I haven’t seen this much cardboard since our family moved to Dallas twenty years ago. Like millions of Americans, our home is the regular destination of brown boxes adorned with smiling logos. What was once a simple online bookseller is fast becoming the most ubiquitous company in the world.
CNN Business tells the story of Amazon’s astounding rise to global dominance. The company seemingly sells everything a consumer can buy, from electronic readers to home security systems to groceries. While there are genuine concerns about the demise of traditional retailers, Amazon’s business model is clearly in the ascent.
One sentence explains their success.
What I learned about America in Cuba
Jeff Bezos, now the world’s richest man, told an Economic Club of Washington dinner last September: “The number one thing that has made us successful, by far, is obsessive-compulsive focus on the customer as opposed to obsession over the competitor.”
This is a fascinating window into our culture. Why does such a customer-centric business model work so well? Consider two factors, both of which relate directly to churches today.
One: Americans are conditioned to think like consumers.

Data shown
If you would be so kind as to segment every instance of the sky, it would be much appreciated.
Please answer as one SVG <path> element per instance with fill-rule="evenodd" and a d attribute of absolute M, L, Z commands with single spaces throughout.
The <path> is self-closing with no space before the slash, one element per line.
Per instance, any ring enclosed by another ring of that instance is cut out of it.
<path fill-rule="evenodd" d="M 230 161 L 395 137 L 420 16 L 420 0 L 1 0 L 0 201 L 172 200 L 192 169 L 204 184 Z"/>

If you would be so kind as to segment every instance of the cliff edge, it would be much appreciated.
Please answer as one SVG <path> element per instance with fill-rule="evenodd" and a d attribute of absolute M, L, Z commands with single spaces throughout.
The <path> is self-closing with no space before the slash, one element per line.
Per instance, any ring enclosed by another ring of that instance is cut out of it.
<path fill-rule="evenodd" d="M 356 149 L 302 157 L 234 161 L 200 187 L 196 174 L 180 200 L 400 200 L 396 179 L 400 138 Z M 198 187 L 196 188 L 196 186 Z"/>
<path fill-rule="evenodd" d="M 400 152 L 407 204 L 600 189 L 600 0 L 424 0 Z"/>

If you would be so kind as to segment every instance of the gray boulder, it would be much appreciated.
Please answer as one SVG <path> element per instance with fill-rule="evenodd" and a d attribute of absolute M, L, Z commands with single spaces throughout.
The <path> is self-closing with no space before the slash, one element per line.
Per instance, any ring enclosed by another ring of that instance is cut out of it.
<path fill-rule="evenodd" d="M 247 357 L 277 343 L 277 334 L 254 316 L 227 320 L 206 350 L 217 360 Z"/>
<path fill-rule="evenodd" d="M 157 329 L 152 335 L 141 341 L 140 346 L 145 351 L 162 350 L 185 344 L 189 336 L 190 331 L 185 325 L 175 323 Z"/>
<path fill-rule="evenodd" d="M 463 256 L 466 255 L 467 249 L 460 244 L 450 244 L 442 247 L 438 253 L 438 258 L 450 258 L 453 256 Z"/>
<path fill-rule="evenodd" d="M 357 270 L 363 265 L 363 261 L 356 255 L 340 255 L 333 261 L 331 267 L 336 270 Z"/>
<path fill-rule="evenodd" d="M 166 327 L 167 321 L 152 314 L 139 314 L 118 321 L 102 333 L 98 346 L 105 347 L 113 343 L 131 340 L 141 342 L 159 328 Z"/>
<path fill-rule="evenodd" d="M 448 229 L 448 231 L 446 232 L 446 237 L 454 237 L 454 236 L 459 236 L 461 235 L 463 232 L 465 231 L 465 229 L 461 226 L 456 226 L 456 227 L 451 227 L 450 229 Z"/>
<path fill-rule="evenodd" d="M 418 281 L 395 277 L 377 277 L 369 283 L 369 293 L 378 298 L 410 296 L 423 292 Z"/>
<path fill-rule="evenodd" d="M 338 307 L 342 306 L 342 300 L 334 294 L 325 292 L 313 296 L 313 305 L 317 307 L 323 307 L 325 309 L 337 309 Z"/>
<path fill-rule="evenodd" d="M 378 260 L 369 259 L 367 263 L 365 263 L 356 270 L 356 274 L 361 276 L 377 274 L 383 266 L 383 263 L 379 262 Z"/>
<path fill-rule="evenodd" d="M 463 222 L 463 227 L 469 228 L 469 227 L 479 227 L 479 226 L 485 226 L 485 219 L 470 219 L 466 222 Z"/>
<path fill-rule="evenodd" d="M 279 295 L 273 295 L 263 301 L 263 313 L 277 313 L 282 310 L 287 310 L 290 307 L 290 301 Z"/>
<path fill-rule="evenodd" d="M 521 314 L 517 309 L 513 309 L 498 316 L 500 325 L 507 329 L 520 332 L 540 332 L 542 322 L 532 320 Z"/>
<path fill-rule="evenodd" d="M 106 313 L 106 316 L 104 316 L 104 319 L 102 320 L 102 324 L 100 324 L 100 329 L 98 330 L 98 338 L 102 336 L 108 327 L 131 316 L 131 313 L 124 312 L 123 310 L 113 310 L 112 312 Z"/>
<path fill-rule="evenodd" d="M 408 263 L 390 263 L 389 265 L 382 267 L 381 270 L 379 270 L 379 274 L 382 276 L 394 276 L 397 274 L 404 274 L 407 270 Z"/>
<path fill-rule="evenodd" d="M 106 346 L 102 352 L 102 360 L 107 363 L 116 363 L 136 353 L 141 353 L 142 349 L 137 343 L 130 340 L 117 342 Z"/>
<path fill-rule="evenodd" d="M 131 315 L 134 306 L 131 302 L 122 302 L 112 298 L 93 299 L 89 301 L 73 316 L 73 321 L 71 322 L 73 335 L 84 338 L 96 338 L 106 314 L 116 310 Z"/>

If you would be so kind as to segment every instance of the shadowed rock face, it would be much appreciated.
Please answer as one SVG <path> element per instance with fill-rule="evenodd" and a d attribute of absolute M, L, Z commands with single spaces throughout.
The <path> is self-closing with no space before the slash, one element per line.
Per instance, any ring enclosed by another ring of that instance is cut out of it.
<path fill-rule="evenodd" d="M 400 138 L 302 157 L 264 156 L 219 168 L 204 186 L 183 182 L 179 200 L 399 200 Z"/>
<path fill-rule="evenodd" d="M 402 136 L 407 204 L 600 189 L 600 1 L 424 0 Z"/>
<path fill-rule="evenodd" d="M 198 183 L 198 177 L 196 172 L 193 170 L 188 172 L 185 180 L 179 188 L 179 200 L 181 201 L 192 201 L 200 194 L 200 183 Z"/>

Given request
Continue the piece on Amazon's customer-focused rise from the point where it stops, following the same line of argument.

The result
As Bezos notes, we will always want low prices, fast delivery, and large selection. And we will reward companies that deliver them to us. Likewise, churches that tell us what we want to hear will gain a hearing today.
I have discovered that it is not so everywhere. In my frequent travels to Cuba, I have witnessed Christians taking stands for Christ that lead to economic deprivation and government oppression. I have met Muslims who converted to Christianity at the risk of their jobs and even their lives. I know of pastors in China who preach the gospel while facing government censure and worse.
Two: Our culture is more cocooned than ever.
Shopping in a mall is a communal experience, as is attending a movie in a theater, a concert in a music hall, and a worship service in a church building.
But consumerism seems to be defeating community. We can now shop from home, listen to concerts on our cell phones, and go to “church” online.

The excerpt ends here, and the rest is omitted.